* **SOURCE DATA**

________________________

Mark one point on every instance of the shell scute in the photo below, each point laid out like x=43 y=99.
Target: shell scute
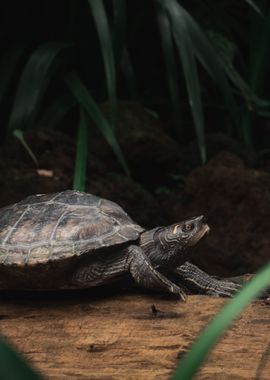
x=51 y=227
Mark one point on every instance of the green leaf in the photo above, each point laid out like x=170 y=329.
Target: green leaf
x=12 y=366
x=8 y=64
x=254 y=6
x=33 y=83
x=19 y=135
x=81 y=156
x=56 y=111
x=208 y=57
x=119 y=27
x=104 y=35
x=209 y=337
x=85 y=99
x=180 y=25
x=260 y=53
x=170 y=61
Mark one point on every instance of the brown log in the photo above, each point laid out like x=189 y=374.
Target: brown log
x=130 y=335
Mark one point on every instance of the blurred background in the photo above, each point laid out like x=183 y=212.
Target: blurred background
x=161 y=106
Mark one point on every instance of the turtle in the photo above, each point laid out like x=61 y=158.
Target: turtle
x=73 y=239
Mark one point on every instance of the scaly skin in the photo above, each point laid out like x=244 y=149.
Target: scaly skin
x=163 y=249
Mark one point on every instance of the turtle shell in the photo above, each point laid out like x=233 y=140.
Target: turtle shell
x=54 y=227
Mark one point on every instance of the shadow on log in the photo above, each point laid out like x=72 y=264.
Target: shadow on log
x=129 y=335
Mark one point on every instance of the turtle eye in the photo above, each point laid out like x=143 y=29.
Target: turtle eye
x=188 y=227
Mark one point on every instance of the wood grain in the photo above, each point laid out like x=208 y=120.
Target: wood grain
x=81 y=335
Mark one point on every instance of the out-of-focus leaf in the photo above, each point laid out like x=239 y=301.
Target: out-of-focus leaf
x=180 y=25
x=55 y=113
x=207 y=55
x=19 y=135
x=226 y=51
x=33 y=83
x=189 y=365
x=12 y=366
x=260 y=57
x=7 y=66
x=119 y=27
x=81 y=155
x=128 y=73
x=254 y=6
x=104 y=35
x=85 y=99
x=170 y=61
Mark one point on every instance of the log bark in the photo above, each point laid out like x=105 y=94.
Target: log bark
x=130 y=335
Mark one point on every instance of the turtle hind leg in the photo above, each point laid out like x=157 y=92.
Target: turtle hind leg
x=145 y=275
x=200 y=282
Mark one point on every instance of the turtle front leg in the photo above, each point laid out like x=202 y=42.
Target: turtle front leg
x=130 y=260
x=144 y=274
x=198 y=281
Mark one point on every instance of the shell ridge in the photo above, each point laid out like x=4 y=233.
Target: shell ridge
x=4 y=242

________________________

* **WHAT YOU SHOULD DO**
A word-for-word transcription of the entries above, free of images, is what is wanted.

* **YOUR RESPONSE**
Mark one point on every instance of the shell scute in the photo below, each point laid out like x=43 y=99.
Target: shell scute
x=51 y=227
Mark one point on every instance of the green leaf in the photo above, each point laid out like x=170 y=329.
Target: green leaf
x=12 y=366
x=8 y=64
x=254 y=6
x=33 y=83
x=19 y=135
x=81 y=156
x=56 y=111
x=208 y=57
x=119 y=27
x=104 y=35
x=209 y=337
x=85 y=99
x=180 y=25
x=260 y=53
x=170 y=61
Mark one point on every instance of the brown log in the photo above, each point laid out like x=189 y=374.
Target: brown log
x=130 y=335
Mark one point on every instance of the blurred background in the photo above, each point laid out like x=183 y=212.
Target: blurred background
x=161 y=106
Mark one point on every instance of the turtle in the photo above, each point laid out like x=61 y=158.
Target: turtle
x=73 y=239
Mark one point on every instance of the scaly skin in the photo above, each point laid out like x=244 y=149.
Target: scaly skin
x=163 y=249
Mark one point on every instance of the turtle shell in the photo above, each point laid out like x=233 y=140.
Target: turtle shell
x=54 y=227
Mark one point on every instance of the shadow on log in the photo above, each point laid out like x=72 y=264.
Target: shadow on log
x=129 y=335
Mark one point on every instance of the turtle eye in the photo above, each point laid out like x=143 y=29.
Target: turtle eye
x=188 y=227
Mark one point on every instance of the wood grain in the photo above, each point laid out like x=208 y=120.
Target: wood grain
x=81 y=335
Mark one point on every instance of the out-of-focus leaf in the photo above, each point laid out like x=239 y=301.
Target: out-of-focus leaf
x=180 y=25
x=55 y=113
x=207 y=55
x=19 y=135
x=226 y=51
x=33 y=83
x=189 y=365
x=12 y=366
x=260 y=57
x=7 y=66
x=119 y=27
x=81 y=155
x=128 y=73
x=254 y=6
x=104 y=35
x=85 y=99
x=170 y=61
Mark one point on every instance of the log bark in the photo above, each point laid out like x=105 y=94.
Target: log bark
x=130 y=335
Mark one point on every instance of the turtle hind leg in the photo above, each point laid out like x=157 y=92.
Target: turtle hind leg
x=145 y=275
x=200 y=282
Mark one point on every instance of the turtle front leg in the photo above, each point laid out like x=202 y=42.
Target: turtle front leg
x=130 y=260
x=144 y=274
x=198 y=281
Mark one point on every instance of the shell ridge in the photo above, each point laid out like x=4 y=233.
Target: shell ridge
x=4 y=242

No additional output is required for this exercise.